What to work on: Those lines of the records that contain "outline" are to be located and copied.

Record excerpts:
________________________________________

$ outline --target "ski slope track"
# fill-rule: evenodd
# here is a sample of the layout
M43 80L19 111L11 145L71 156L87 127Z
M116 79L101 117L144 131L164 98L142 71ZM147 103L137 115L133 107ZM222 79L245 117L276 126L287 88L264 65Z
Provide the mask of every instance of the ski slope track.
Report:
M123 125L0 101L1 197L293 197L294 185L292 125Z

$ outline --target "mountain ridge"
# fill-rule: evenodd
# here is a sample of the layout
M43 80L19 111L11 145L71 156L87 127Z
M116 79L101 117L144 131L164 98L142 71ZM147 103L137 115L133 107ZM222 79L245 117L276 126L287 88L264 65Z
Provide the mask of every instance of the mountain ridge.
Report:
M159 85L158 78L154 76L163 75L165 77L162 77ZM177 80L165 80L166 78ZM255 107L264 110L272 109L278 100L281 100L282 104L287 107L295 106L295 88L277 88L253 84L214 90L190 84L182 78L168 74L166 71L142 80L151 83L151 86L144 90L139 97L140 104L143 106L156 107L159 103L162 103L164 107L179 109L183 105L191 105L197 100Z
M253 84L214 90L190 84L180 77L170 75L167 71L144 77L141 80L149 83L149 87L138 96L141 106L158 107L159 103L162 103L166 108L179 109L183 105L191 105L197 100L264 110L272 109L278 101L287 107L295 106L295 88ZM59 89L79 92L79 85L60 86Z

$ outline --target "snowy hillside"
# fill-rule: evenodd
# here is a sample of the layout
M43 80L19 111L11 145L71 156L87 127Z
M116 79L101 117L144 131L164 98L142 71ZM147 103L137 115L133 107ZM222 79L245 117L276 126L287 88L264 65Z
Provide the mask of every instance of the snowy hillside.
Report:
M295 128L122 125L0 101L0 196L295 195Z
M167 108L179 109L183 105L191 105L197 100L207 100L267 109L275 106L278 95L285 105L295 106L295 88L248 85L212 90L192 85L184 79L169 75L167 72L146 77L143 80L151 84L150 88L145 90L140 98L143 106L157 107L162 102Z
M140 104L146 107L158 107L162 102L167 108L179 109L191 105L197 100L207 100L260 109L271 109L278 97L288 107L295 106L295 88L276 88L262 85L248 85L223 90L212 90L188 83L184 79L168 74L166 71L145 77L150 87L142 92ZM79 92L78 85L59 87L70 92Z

________________________________________

Response to this task:
$ outline --target "ski slope track"
$ outline --target "mountain ridge"
$ outline --target "snowy hillside"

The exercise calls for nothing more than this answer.